DESCRIPTION OF THE TASK. Take all the material and copy it exactly.

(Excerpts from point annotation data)
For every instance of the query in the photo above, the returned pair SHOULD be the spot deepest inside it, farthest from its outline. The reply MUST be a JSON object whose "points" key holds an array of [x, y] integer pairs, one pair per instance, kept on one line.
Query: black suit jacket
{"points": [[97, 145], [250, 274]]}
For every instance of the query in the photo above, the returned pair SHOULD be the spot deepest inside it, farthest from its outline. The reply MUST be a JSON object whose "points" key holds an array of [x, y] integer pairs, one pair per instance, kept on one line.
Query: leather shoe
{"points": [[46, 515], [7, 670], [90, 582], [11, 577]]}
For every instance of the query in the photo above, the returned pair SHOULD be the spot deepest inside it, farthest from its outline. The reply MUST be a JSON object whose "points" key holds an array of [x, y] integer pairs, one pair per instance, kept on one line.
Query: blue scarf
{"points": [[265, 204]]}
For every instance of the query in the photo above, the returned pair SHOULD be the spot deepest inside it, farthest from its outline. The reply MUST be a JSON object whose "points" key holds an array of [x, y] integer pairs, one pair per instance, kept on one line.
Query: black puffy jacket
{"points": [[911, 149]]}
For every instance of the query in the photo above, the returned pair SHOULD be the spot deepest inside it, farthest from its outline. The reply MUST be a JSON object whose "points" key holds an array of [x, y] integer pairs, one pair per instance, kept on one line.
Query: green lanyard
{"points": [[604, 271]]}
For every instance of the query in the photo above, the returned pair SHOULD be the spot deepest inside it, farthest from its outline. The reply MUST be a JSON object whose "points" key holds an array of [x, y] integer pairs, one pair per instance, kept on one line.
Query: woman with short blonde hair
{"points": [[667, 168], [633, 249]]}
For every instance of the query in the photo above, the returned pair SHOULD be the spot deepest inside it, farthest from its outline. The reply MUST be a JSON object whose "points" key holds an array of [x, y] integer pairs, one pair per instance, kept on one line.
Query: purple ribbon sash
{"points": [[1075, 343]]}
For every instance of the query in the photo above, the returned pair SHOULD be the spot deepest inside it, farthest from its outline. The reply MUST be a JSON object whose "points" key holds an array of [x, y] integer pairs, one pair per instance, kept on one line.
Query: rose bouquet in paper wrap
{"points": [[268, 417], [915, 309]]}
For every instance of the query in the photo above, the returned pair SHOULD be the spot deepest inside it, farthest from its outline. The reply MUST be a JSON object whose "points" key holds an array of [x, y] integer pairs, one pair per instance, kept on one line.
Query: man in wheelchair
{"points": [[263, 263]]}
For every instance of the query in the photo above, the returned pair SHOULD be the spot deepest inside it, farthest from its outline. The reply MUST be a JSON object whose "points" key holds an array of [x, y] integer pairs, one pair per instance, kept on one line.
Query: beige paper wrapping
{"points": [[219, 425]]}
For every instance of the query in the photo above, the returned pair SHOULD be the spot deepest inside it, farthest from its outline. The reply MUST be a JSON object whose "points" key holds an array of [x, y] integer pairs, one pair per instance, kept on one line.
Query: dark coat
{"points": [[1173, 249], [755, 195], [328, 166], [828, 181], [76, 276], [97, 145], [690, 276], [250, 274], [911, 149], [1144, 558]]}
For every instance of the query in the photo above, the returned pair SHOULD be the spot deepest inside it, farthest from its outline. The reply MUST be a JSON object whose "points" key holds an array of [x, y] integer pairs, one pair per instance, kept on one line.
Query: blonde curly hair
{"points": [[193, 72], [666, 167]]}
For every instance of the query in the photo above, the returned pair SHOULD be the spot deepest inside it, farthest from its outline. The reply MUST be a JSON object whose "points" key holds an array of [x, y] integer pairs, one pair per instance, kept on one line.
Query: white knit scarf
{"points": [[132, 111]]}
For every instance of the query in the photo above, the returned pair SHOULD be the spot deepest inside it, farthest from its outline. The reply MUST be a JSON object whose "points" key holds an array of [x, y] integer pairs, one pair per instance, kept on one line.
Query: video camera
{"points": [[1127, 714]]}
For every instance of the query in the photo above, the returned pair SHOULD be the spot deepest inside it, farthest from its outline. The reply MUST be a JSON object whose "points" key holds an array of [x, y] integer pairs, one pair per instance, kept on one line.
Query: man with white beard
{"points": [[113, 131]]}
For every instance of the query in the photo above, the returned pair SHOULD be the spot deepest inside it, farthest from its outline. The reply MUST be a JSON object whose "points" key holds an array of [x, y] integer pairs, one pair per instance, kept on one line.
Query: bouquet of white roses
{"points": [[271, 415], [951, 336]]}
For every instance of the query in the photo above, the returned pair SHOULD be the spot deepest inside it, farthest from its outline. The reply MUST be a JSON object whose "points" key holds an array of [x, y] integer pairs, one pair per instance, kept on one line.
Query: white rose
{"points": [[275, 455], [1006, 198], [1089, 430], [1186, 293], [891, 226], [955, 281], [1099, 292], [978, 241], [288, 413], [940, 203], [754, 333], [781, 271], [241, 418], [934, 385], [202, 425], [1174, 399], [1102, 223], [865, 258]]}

RESPONSE.
For every instance of the query in the photo above, the returned pair SHOULD be the spot deepest inside it, farthest from its outline. The reply MUST be a JSON object whose "points" key holds an array of [x, y] integer pairs, one pair per instance, kept on one line.
Query: black suit jacket
{"points": [[97, 145], [250, 274]]}
For every instance of the query in the photo above, the returned pair SHOULD be the spot deepest inside it, farthest from its outline. The reply MUST be a JSON object whose "points" key holds an array of [x, y] integer pairs, one pair per instance, kept on one line.
Query: leather shoe
{"points": [[46, 515], [7, 670], [90, 582], [11, 577]]}
For every instance of the query in the photo above, the returned pair SHOULD be the spot deepest inside it, farthest from its outline. The reply MUST be a JSON object whose "points" key holds an array of [x, y] integer pairs, one pair per instance, kept on one line.
Query: blue scarf
{"points": [[265, 204]]}
For every instance of the query in the photo above, the returned pair SHOULD be the spot deepest inside it, farthest from its outline. The reply MUST be a JSON object whose "points" key holds an array of [x, y] integer pairs, one pair per instance, kept on one line.
Query: black puffy jacket
{"points": [[911, 149]]}
For every instance of the query in the photo above, the returned pair SHOULD be the spot deepest inside it, farthest from its outline. The reply MUST be a JSON object whose "points" key holds an array of [x, y] integer pairs, one pair per instance, kept on one line.
Query: green lanyard
{"points": [[604, 271]]}
For every instance of the query in the photo above, the returned pair SHOULD be the spot deepest inside it, farthest from its outline. The reply MUST be a JSON object whose "points" key holds an array of [x, y] integer pairs, one pair per instance, kept on one line.
Query: woman with short blonde hair
{"points": [[667, 168], [633, 249]]}
For every instance of the query in the photo above, the returned pair SHOULD be the spot deepest inside it, farthest from its outline. The reply MUST be a JSON object whose "points" key holds an array of [x, y] integer pairs, one pair per instance, kept on one line.
Query: purple ribbon sash
{"points": [[1075, 343]]}
For every instance of the query in the photo above, the returned pair SHOULD be the spot deepest inside it, farthest from its outline. The reply MUST be a JSON object whose "points" key holds an array of [x, y] integer pairs, one pair per instance, kept on one line.
Query: rose bouquet in paper wrap
{"points": [[268, 417], [915, 309]]}
For every instance of the query in the photo above, the returned pair SHOULD be the spot deepest inside it, farthest from its outline. The reply MUST be a JSON object whose "points" key holds an array of [x, y] integer pairs, one pair per instance, kept on one line.
Query: man in wheelchair
{"points": [[263, 263]]}
For every instance of the query in the photo above, the returned pair SHOULD be the spot deepest inside it, farthest from its outline. The reply MUST be a JSON object whose "points" key holds an array of [x, y] integer pairs, one pair per instance, kept on one line.
Query: beige paper wrapping
{"points": [[219, 425]]}
For every instance of the query in the photo above, the returned pair SHOULD be the spot deepest inside it, farthest from its outline. The reply MUST be a JSON object whose "points" key holds an array of [x, y] integer pairs, one pair per instance, kept on one line.
Query: dark coat
{"points": [[1173, 249], [755, 195], [328, 166], [828, 181], [76, 276], [97, 145], [690, 276], [250, 274], [911, 149], [1144, 558]]}
For every instance of the query in the photo above, the returned pair SHOULD be the spot deepest inside it, farthest from its outline. The reply MUST be a JSON object whose "points" key holds an array of [x, y] integer pairs, one pair per instance, kept on one line.
Query: blonde curly hair
{"points": [[193, 72], [666, 167]]}
For every instance of the query in the photo above, the returned pair SHOULD be the spot deepest inside it, farthest from its outline. The reply MUST be a JSON object whose "points" key holds an array of [x, y] integer pairs, one pair per instance, kept on one line.
Query: white knit scarf
{"points": [[132, 111]]}
For every instance of the query in the photo above, the returned pair SHOULD be the spot deepest inside it, farthest from its outline. The reply MUST be a JSON object whose "points" key holds an array of [x, y] integer pairs, one pair per instance, kept on one line.
Query: video camera
{"points": [[1127, 714]]}
For every instance of the query in the photo above, the returned pair SHOULD be the spot deepest inside it, farthest from its outline. The reply MUST be a JSON object whose "points" key holds an array of [x, y] integer pairs, one pair per instance, kept on one line.
Query: man with white beard
{"points": [[113, 131]]}
For every instance of the query in the photo above, the returned pair SHOULD be the spot deepest inside it, farthest from its outline. The reply MUST be a JSON object whose "points" key holds an array of [x, y] integer pairs, one pair per instance, kept on one line.
Query: bouquet of white roses
{"points": [[271, 415], [951, 336]]}
For every instance of the query in the photo above, the returned pair SHOULD be the spot deepest inside it, farthest from its outline. The reply MUST be a JSON object whose "points" key holds an array of [x, y] integer pairs, one pair per instance, kept on one line.
Query: white rose
{"points": [[275, 455], [1006, 198], [1089, 430], [1186, 293], [891, 226], [955, 281], [1099, 292], [978, 241], [288, 413], [940, 203], [754, 333], [781, 271], [241, 418], [934, 385], [202, 425], [1174, 399], [1102, 223], [865, 258]]}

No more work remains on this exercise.